Object position labeling entries:
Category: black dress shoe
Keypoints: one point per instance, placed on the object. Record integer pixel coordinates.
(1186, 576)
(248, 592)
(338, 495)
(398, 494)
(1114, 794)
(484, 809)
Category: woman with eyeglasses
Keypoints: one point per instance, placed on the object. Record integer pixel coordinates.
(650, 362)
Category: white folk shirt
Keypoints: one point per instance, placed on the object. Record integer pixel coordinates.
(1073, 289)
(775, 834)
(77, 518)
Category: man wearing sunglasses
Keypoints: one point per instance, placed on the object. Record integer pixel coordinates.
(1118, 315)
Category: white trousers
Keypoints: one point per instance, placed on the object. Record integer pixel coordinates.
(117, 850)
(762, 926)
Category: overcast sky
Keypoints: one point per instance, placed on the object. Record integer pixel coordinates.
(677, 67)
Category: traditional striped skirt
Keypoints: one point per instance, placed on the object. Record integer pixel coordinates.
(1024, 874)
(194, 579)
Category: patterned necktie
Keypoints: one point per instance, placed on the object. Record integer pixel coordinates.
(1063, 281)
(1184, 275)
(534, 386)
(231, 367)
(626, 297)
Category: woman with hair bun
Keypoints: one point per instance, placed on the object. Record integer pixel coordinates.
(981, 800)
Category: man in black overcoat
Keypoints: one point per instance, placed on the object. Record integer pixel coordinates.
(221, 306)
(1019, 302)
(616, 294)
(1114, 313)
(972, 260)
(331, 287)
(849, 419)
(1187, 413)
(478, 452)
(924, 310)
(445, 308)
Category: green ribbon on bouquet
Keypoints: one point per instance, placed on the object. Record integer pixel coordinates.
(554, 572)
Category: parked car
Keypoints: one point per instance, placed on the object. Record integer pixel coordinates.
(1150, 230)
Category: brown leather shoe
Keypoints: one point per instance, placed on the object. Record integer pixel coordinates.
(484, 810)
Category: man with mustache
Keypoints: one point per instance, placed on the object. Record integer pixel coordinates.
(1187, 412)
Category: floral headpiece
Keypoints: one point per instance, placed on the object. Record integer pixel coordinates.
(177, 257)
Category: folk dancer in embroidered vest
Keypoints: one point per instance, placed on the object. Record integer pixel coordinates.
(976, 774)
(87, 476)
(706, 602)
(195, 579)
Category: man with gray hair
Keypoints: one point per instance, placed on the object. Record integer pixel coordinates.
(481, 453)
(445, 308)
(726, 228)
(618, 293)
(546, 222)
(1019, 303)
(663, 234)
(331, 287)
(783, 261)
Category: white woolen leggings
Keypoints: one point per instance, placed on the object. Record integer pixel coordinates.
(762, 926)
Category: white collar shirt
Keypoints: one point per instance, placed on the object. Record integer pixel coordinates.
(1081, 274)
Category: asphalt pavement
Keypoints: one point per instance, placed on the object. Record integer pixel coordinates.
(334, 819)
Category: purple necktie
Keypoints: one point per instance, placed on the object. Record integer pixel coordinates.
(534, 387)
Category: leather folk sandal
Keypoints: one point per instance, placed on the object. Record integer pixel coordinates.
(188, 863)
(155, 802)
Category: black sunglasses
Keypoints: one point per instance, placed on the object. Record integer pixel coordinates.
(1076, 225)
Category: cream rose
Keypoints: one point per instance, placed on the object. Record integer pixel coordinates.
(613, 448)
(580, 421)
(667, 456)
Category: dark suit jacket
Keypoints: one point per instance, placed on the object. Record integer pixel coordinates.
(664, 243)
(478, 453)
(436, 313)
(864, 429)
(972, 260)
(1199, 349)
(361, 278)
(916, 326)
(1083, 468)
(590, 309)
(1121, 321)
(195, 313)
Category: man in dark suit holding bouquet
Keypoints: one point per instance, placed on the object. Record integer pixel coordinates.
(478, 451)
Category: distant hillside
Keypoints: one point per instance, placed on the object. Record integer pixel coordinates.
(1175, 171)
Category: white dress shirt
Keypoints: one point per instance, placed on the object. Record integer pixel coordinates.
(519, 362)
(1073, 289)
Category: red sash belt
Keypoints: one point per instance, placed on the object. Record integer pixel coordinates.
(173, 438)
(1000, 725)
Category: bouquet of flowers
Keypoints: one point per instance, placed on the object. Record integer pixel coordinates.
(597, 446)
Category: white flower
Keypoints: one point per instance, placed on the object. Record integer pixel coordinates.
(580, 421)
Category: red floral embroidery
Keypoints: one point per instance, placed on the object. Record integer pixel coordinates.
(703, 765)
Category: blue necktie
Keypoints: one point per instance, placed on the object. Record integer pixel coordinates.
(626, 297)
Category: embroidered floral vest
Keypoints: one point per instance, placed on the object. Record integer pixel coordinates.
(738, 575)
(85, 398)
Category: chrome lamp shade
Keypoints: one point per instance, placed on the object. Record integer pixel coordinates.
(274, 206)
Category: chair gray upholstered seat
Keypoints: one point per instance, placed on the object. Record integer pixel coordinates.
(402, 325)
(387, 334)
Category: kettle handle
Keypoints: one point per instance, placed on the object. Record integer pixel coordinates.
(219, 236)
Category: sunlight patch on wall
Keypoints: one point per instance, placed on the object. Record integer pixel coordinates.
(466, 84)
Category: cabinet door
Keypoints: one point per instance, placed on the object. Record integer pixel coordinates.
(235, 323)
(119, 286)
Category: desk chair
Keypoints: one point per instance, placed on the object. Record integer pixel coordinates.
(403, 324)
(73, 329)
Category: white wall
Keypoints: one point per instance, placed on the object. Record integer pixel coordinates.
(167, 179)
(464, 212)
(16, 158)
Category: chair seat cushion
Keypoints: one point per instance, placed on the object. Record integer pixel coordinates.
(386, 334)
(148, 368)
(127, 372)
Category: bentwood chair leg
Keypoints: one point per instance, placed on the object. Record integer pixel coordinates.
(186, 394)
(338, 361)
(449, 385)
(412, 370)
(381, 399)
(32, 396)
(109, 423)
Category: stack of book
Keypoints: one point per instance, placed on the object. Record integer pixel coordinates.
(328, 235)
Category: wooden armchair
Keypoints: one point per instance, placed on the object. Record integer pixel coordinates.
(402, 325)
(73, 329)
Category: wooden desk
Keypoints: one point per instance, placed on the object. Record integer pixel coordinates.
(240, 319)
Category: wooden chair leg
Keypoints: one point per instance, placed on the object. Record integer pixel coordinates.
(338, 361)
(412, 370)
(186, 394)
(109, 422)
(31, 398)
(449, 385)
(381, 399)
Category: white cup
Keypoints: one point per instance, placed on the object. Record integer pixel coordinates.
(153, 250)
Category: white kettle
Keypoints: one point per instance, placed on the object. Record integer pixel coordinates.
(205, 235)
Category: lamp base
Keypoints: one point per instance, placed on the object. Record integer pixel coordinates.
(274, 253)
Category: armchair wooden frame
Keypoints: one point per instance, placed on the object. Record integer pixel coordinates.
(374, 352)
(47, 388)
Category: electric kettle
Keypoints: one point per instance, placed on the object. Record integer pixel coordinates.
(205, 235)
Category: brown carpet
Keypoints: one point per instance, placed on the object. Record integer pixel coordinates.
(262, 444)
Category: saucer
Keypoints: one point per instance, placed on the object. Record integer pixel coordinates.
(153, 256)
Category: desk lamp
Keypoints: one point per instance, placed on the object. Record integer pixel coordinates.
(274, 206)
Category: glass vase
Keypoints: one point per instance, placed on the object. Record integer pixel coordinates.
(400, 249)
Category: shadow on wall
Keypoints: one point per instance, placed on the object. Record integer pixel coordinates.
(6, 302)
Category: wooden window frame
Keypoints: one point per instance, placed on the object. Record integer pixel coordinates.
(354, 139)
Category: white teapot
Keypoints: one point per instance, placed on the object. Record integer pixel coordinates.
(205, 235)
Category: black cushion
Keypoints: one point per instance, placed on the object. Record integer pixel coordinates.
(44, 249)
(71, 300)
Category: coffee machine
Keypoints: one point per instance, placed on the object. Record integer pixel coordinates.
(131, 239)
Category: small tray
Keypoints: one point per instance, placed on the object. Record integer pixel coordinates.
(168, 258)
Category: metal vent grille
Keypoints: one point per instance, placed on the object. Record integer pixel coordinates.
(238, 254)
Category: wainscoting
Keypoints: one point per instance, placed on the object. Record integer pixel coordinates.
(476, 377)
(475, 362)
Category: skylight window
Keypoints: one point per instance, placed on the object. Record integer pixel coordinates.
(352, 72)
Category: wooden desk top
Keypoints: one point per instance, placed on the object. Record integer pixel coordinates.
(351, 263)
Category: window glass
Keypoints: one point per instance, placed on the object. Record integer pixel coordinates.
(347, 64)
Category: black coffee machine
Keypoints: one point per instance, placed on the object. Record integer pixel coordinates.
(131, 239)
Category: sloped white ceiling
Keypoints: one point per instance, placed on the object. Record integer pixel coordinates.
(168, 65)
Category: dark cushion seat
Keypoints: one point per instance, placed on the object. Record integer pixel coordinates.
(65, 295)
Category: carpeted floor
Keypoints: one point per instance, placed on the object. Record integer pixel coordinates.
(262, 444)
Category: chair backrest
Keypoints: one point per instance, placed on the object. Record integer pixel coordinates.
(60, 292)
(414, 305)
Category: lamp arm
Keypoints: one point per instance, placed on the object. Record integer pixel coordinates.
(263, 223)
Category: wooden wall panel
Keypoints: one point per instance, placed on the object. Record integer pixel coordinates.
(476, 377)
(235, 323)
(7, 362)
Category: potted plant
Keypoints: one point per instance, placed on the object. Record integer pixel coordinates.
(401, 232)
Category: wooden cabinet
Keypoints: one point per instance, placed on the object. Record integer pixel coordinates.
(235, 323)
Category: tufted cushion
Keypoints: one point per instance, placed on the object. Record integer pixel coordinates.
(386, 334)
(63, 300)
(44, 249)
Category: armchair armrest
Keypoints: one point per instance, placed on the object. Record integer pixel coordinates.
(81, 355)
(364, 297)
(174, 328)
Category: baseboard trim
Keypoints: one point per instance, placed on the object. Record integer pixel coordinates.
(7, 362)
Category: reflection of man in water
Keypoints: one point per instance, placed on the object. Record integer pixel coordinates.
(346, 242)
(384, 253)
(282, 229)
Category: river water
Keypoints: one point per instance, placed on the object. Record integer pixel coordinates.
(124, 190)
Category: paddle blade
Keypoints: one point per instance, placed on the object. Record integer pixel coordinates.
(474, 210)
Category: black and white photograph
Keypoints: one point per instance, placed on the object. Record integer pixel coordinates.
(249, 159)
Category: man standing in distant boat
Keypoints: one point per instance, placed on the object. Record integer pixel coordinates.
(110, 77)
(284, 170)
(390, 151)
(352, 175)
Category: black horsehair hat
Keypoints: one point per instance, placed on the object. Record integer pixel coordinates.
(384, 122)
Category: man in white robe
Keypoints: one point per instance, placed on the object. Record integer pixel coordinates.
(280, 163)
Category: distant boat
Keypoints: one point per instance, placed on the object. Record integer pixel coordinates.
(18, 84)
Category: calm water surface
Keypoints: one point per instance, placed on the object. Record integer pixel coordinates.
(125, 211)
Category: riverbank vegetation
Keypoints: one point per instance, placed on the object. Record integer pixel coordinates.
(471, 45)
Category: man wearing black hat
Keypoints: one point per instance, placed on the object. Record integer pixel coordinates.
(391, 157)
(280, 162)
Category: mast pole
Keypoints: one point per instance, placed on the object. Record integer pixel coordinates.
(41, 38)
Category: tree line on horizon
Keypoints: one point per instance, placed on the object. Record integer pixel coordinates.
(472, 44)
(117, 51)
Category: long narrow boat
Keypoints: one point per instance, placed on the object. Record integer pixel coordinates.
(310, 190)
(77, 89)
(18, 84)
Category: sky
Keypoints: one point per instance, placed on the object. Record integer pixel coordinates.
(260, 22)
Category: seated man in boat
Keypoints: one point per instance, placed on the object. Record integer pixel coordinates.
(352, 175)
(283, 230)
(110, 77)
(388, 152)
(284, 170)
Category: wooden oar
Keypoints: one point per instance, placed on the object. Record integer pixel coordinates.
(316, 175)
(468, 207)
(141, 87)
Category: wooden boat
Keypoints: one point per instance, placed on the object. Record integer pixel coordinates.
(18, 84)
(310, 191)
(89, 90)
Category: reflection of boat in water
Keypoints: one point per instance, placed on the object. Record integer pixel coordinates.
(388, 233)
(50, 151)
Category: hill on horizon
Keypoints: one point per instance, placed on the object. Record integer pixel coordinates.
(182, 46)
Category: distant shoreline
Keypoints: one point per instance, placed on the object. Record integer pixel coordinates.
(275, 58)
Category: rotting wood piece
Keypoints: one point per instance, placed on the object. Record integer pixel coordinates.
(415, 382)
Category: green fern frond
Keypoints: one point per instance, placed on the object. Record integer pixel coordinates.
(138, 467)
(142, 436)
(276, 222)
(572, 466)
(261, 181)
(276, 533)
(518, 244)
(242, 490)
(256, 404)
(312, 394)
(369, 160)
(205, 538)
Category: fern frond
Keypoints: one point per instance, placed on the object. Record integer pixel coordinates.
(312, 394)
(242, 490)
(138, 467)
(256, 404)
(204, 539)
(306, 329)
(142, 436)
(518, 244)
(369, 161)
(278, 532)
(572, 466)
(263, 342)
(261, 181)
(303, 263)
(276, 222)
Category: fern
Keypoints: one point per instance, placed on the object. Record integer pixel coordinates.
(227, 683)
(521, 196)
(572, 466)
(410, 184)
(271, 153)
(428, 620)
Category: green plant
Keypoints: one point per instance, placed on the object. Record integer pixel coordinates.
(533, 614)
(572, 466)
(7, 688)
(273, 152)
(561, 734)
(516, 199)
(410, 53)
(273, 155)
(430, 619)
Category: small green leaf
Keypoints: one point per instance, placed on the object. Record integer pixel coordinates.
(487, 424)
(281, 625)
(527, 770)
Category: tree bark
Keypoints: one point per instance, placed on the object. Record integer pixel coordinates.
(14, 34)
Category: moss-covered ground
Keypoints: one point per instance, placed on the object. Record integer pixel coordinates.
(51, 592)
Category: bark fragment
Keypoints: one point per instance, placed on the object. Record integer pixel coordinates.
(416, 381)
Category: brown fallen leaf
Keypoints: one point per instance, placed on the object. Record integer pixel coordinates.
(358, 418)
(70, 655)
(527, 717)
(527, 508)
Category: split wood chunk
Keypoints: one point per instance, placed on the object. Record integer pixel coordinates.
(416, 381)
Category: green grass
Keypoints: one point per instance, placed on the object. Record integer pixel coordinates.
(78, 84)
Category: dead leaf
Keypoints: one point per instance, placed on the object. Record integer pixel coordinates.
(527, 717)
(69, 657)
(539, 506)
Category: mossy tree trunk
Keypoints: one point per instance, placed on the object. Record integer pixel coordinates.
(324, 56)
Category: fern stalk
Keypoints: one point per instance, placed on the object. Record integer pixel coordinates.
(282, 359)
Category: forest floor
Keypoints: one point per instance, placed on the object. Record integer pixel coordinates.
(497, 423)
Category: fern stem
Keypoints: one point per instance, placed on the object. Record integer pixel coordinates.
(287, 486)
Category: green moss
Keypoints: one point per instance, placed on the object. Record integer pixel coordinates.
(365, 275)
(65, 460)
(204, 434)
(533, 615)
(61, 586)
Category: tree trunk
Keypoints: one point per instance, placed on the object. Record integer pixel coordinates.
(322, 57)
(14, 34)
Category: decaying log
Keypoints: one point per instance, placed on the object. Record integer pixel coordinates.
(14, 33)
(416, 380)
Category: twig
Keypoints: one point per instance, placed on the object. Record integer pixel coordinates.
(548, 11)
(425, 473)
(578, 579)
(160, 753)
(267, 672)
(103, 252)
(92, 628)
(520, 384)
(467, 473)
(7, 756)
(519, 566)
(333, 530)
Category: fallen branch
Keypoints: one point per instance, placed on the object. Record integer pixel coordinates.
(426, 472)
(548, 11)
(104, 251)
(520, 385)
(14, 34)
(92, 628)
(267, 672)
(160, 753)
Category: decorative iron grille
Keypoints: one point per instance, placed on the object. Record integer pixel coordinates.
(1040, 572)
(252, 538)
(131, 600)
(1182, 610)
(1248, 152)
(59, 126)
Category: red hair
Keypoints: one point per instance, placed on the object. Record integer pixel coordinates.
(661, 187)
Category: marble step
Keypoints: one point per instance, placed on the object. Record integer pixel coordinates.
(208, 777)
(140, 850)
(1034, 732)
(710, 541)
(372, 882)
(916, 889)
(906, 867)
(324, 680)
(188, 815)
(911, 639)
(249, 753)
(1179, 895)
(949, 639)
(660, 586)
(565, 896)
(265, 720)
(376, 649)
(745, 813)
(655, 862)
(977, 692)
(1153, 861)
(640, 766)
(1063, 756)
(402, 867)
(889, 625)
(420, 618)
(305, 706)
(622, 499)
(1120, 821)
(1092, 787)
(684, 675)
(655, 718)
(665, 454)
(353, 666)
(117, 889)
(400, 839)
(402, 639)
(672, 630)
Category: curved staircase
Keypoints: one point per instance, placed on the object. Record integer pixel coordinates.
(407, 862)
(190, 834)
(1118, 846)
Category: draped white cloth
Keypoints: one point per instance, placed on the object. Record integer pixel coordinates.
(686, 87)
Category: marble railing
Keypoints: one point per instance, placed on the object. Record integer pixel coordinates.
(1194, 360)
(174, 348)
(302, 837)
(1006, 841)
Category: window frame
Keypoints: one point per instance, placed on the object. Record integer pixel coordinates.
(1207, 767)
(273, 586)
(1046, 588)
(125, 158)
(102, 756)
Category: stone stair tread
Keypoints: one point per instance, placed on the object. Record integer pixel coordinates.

Directions:
Write out, word for word, the line containing "Category: curved staircase" and every line after it to the end of the data above.

Result:
Category: curved staircase
Keypoints: one point per instance, placed on the object. Record integer pixel coordinates.
(407, 862)
(190, 834)
(1118, 846)
Category: draped white cloth
Keypoints: one point per instance, placed on the object. Record integer pixel coordinates.
(686, 87)
Category: marble railing
Keypoints: one point per instance, placed on the object. Record integer pixel coordinates.
(1194, 360)
(174, 348)
(302, 837)
(1006, 841)
Category: window frame
Keypoints: one point per instance, placed on the object. Record integer pixel coordinates.
(1207, 767)
(273, 586)
(1046, 588)
(125, 158)
(102, 756)
Category: stone stair tread
Keypoints: one point per instance, placed on the object. Record integer pixel coordinates.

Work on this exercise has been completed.